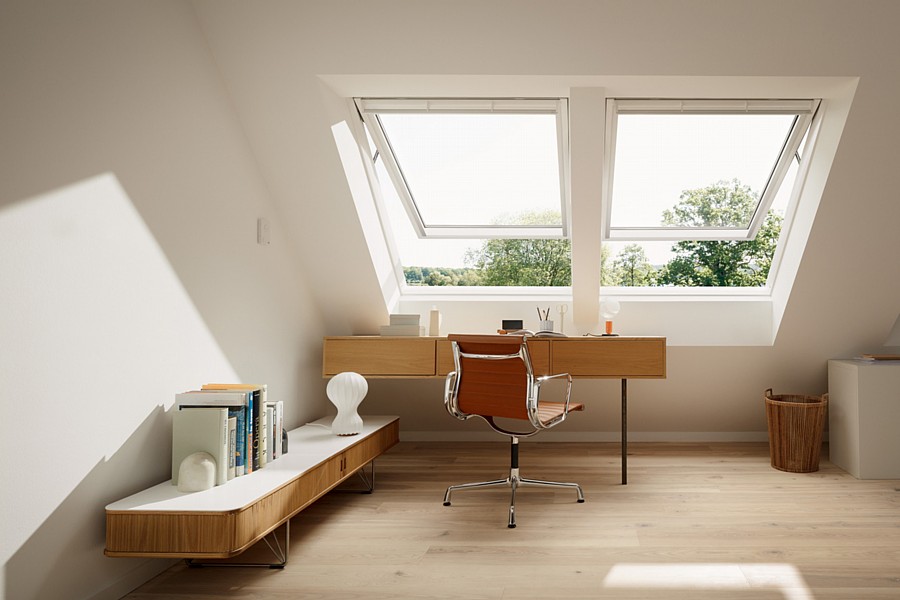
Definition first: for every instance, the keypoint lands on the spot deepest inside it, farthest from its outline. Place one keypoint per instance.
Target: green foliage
(523, 262)
(441, 276)
(631, 268)
(720, 263)
(541, 262)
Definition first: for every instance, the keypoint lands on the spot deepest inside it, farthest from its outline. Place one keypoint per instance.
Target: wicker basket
(795, 424)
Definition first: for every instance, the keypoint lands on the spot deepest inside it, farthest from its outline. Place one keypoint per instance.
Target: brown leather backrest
(490, 387)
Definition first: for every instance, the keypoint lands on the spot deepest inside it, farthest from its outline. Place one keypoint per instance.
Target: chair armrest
(450, 400)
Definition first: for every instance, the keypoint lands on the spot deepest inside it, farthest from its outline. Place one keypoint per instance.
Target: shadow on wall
(51, 563)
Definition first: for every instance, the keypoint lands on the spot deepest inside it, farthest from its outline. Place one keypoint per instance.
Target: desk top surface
(308, 446)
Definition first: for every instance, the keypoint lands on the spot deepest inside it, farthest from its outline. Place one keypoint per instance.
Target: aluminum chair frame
(532, 404)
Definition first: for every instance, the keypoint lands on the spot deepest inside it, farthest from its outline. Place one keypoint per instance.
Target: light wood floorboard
(698, 521)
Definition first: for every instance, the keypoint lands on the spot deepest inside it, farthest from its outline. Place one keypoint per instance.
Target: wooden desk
(223, 521)
(430, 357)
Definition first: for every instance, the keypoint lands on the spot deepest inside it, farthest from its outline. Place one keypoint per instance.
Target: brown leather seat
(493, 379)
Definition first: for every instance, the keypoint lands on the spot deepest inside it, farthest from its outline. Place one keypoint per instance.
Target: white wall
(179, 129)
(846, 294)
(129, 271)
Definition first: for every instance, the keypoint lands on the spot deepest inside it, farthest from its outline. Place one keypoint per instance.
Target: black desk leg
(624, 431)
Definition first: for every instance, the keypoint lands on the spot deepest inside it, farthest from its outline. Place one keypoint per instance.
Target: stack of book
(233, 422)
(403, 325)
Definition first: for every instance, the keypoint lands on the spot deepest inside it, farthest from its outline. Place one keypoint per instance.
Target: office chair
(493, 379)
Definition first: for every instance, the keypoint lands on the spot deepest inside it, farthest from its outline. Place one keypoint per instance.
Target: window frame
(803, 110)
(369, 108)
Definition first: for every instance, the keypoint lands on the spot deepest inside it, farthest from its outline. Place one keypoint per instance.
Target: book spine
(222, 458)
(255, 431)
(270, 433)
(232, 441)
(251, 435)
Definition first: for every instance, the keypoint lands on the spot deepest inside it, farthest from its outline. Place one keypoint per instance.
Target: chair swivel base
(514, 481)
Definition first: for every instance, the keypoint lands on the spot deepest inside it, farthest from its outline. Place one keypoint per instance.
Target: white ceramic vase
(346, 391)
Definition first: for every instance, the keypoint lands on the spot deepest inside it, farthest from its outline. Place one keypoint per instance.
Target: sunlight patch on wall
(98, 333)
(711, 576)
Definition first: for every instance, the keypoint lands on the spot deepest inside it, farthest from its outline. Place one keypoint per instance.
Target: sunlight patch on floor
(785, 578)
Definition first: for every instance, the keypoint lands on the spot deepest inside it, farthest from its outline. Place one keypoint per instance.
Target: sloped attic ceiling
(276, 58)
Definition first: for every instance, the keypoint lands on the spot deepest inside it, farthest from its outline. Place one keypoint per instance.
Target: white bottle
(434, 325)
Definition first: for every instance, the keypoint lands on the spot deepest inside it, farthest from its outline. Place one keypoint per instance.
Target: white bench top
(308, 446)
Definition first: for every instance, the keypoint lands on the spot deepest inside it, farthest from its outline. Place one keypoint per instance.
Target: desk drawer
(538, 349)
(376, 356)
(610, 357)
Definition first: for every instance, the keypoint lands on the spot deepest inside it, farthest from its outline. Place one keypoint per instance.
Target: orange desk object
(612, 357)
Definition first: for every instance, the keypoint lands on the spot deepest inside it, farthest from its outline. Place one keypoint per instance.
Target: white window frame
(370, 108)
(803, 110)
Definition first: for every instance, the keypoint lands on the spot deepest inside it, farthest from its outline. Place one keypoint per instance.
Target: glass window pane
(478, 169)
(472, 262)
(661, 157)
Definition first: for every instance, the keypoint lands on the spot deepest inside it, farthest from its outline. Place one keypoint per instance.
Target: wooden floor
(698, 521)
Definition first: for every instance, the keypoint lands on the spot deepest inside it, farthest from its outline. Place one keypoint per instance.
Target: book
(270, 432)
(232, 443)
(405, 319)
(240, 441)
(278, 427)
(530, 333)
(200, 429)
(259, 392)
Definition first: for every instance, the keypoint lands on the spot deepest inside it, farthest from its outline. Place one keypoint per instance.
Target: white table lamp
(609, 308)
(346, 391)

=======

--- WHAT THE EXERCISE ASKS ---
Without the pictures, print the whole listing exactly as given.

--- ANSWER TO THIS TASK ---
Definition first: for every instance, the keypoint lands on the spot deepest inside it, farthest from its outline. Place one keypoint per instance.
Target: green foliage
(523, 262)
(441, 276)
(631, 268)
(720, 263)
(541, 262)
Definition first: for every instance, the keypoint lands on the spot deepest inside it, farthest from its outline. Place one keypoint per instance.
Target: wicker basket
(795, 424)
Definition first: for every instance, the keypoint lands on the spot deepest inside it, farthest from its outline. Place one keypoint per instance.
Target: brown leather backrest
(490, 387)
Definition first: for every instance, the keypoint lands on the spot deepest inside it, farthest from its outline. Place one keypoint per instance.
Target: chair armrest
(450, 400)
Definition first: for every instance, the keypoint lands on the spot deepest inside it, farthest from its outline. Place one keypoint per instance.
Target: shadow on wall
(51, 563)
Definition first: for every instance, the keypoint lands on the spot deepest inside it, farthest from its outline. Place one keypoint per instance.
Target: desk top surface
(308, 446)
Definition first: for every instance, the keypoint lands on the spot deepest inside it, farthest from its outline. Place one keypoint per instance.
Target: aluminum chair frame
(532, 404)
Definition first: for every instance, the keypoint lands on the spot deepest inside it, farthest from its outline. Place one keypoint per instance.
Target: light wood floorboard
(698, 521)
Definition first: for every instance, the keypoint lands on the spot deepest inside it, farthest from its outline. Place one keypoint per instance.
Target: wooden desk
(223, 521)
(430, 357)
Definition first: for every instance, the keypoint lands on the spot deepest inside it, farthest from its outline. Place one keypoint per instance.
Target: brown leather seat
(493, 379)
Definition first: for every instance, the keypoint lands on the spot deepest inside it, farthest from its outline. Place one keypoint per instance.
Target: white wall
(179, 129)
(846, 294)
(129, 271)
Definition first: for every instance, the keypoint lands on the spot deepest inside it, farthest from its outline. Place one keypoint per instance.
Target: black desk leg
(624, 431)
Definition first: for every instance, the keypoint lands on the spot deepest inside it, farthest from its outline. Place one keypoint per instance.
Target: stack of book
(233, 422)
(403, 325)
Definition first: for every instance, the keypoint lands on the spot deepest inside it, farthest from its outline. Place one keypoint per instance.
Target: office chair
(493, 379)
Definition first: for every instance, the keypoint lands on the spot deepest inside it, farthest from its outline. Place one keypoint per instance.
Target: window frame
(803, 110)
(369, 108)
Definition first: for every instance, the keypoint lands on the spot deepest inside it, farthest from its outline. Place one keypoint per instance.
Target: book spine
(222, 458)
(255, 431)
(270, 433)
(232, 441)
(251, 435)
Definition first: for every instance, the keypoint lands on the spot deepest inside it, farthest from its outline. Place one keypoint per instance.
Target: chair swivel base
(514, 481)
Definition first: for every instance, the keypoint lands on the spot deepest inside it, farthest from its outline. Place one keypoint per instance.
Target: white ceramic vase
(346, 391)
Definition first: for every instance, the keypoint lands on the spot deepest inside it, farthest from its outline. Place one keypoint per instance.
Target: sunlight patch on wall
(98, 333)
(711, 576)
Definition first: for every instance, the keypoint lands on the spot deepest inside it, farthest from its outline. Place one keypoint per instance.
Target: sunlight patch on floor
(785, 578)
Definition first: for every instance, the keypoint lands on the spot deepest inside it, farthest from its outline. Place one keypoint per instance.
Target: sloped attic ceiling
(276, 58)
Definition first: for every instance, the keypoint lands on the spot deepest inside it, farthest from its outline. Place one keypoint per instance.
Target: white bottle
(434, 325)
Definition first: for every instance, the keypoint lands on the spot deepest inside it, farthest from its outline. Place one keypoint per instance.
Target: white bench top
(308, 446)
Definition first: for every instance, the keypoint lands on the spot deepest inside it, farthest from its outline. Place one keypoint per instance.
Target: desk drawer
(538, 349)
(376, 356)
(610, 357)
Definition first: for every instance, the keypoint lands on the spot deepest inside it, farthest from its outline. Place one keypoint per instance.
Target: orange desk object
(612, 357)
Definition first: for every instance, the keypoint lands on the spot deepest inside it, farthest from its outline. Place one keypoint per instance.
Target: white window frame
(370, 108)
(803, 110)
Definition first: for every instance, the keypoint lands on the spot deepest inside it, farthest from its outline. Place one keypoint per instance.
Target: glass window pane
(478, 169)
(472, 262)
(661, 157)
Definition first: for every instance, the keypoint lands on the spot deepest inside it, farthest from its outline. Place one keypoint per instance.
Target: wooden floor
(698, 521)
Definition first: for every instance, the keypoint lands on the spot deepest inside it, farthest from its outline. Place one keypoint per instance.
Target: book
(270, 432)
(232, 443)
(405, 319)
(240, 441)
(278, 427)
(530, 333)
(200, 429)
(259, 392)
Definition first: for every instance, the keypoint lands on the spot deepest inside it, farthest from its outline. Place one keypoint per instance.
Target: white table lamp
(609, 308)
(346, 391)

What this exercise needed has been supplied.